> [What to produce]
Reproduce the entries below without any change. Begin with the line that contains "out the ground" and continue through the final line of the entries.

> [Raw data]
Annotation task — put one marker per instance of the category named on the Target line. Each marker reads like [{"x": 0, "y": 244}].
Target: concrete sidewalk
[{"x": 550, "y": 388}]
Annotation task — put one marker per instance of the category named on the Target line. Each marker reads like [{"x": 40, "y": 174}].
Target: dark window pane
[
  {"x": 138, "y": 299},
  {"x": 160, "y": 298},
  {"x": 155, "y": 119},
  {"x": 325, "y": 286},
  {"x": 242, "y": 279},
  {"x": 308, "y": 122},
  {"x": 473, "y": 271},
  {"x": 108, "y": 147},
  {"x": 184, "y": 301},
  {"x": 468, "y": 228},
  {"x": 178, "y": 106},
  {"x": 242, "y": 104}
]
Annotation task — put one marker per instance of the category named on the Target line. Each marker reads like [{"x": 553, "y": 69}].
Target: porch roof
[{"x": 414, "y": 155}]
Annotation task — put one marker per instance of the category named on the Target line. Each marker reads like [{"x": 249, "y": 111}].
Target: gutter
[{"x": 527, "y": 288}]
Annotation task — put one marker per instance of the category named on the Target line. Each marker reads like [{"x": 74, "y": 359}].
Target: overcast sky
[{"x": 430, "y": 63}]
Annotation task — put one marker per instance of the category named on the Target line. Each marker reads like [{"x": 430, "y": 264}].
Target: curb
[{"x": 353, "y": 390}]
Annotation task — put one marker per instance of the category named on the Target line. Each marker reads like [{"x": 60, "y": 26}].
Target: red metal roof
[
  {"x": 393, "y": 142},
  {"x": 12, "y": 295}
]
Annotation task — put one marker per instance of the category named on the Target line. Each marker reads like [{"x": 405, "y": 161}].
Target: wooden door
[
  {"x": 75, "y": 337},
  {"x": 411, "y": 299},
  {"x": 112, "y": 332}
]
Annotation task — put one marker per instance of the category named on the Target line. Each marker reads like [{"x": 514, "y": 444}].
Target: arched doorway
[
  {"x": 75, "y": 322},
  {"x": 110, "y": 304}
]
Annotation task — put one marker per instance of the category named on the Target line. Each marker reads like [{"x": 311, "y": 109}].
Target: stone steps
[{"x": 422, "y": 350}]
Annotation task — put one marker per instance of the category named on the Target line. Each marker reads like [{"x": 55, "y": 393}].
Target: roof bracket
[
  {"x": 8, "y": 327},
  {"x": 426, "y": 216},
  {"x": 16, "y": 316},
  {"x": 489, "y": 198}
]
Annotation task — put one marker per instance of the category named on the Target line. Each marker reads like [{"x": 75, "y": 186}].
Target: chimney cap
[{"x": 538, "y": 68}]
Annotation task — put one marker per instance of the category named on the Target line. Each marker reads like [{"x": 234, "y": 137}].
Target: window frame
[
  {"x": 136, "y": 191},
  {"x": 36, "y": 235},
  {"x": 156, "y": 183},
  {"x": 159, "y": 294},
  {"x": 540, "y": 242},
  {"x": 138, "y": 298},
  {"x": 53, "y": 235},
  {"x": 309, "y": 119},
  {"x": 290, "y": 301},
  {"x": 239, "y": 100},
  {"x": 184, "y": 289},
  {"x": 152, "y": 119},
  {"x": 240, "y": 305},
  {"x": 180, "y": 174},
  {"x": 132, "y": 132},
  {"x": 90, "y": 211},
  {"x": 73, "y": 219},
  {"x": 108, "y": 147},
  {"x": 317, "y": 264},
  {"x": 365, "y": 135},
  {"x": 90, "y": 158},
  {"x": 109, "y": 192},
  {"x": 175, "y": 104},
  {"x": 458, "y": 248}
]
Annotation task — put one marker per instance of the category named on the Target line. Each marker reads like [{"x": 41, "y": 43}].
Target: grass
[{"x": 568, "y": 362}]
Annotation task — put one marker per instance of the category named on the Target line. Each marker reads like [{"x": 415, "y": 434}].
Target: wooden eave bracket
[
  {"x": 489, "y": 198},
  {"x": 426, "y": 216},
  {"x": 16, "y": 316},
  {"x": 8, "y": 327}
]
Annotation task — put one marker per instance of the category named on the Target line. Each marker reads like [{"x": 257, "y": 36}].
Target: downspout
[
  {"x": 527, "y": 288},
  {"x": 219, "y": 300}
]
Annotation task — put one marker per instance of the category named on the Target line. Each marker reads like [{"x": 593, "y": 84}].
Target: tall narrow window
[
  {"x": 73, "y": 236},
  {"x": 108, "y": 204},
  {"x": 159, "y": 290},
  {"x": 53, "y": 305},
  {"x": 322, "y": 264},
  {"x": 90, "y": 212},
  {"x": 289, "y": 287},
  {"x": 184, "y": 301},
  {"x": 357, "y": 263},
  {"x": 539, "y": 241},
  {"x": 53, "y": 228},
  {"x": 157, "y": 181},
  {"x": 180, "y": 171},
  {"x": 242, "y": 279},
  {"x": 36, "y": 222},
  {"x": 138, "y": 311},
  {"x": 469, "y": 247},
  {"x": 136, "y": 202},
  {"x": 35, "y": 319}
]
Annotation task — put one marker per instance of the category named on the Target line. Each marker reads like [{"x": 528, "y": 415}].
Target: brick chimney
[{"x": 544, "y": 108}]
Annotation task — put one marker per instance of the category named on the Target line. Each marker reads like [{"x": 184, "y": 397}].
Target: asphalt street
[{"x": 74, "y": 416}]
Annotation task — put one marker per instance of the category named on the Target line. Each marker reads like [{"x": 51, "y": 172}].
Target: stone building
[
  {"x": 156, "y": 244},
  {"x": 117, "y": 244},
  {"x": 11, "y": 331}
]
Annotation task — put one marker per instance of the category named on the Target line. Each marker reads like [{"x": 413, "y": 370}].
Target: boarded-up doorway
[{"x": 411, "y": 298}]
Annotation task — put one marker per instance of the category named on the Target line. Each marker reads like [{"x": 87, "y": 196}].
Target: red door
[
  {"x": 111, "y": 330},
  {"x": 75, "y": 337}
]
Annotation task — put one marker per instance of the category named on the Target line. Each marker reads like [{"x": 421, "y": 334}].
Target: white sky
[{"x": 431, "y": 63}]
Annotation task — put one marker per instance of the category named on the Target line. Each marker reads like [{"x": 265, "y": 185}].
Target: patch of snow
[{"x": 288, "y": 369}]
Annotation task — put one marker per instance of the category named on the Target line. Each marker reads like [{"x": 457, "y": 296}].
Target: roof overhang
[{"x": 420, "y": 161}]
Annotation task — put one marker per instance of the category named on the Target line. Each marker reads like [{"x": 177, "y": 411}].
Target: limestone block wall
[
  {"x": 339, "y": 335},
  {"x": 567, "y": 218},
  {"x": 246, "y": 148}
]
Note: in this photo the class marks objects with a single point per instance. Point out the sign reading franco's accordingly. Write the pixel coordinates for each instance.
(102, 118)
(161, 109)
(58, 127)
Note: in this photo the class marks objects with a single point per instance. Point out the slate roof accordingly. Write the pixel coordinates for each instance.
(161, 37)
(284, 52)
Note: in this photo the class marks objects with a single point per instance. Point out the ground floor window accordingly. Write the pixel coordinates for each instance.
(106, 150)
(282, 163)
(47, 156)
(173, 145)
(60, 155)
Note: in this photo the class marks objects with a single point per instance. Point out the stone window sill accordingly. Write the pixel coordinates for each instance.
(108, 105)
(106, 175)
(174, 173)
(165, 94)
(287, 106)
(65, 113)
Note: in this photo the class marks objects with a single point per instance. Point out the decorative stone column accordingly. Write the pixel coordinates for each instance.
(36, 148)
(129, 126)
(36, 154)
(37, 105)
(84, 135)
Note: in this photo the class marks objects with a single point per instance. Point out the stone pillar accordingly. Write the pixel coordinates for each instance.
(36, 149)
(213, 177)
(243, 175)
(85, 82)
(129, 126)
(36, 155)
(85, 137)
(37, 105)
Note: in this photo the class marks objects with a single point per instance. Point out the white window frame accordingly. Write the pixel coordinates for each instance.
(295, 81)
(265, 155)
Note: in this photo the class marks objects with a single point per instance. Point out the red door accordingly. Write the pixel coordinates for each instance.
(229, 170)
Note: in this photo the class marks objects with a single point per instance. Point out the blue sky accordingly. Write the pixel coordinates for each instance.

> [Finished exercise]
Note: in this photo the class marks objects with a single point per instance. Point out the ground floor window accordingly. Write the pixel coordinates for each instance.
(106, 150)
(282, 163)
(47, 156)
(173, 145)
(60, 155)
Note: in this photo the class marks objects with a single point per instance. Point out the stone window sill accordingly. Write the pixel coordinates for each instance.
(108, 105)
(106, 175)
(174, 173)
(165, 94)
(287, 106)
(65, 113)
Note: in this photo the class marks objects with a single point per instance. Point out the decorative stone column accordingly. Write the pixel coordinates for each instance.
(36, 148)
(129, 126)
(36, 154)
(37, 105)
(84, 135)
Note: in this photo the class marks objects with a single point per instance. Point out the stone pillar accordingly. Write the pixel coordinates for each instance.
(36, 149)
(213, 177)
(243, 175)
(85, 82)
(129, 126)
(36, 155)
(85, 137)
(37, 105)
Note: in this photo the class marks objects with a single point per instance. Point out the white window frame accordingly. Write the pixel coordinates for each instance.
(295, 81)
(265, 155)
Note: in this photo the class marks objects with a single point per instance. Point out the red door accordingly. Write the pixel coordinates for each instance.
(229, 170)
Note: in this photo the class marks objects with a single point per instance. Point out the blue sky accordingly. Write the pixel coordinates for each instance.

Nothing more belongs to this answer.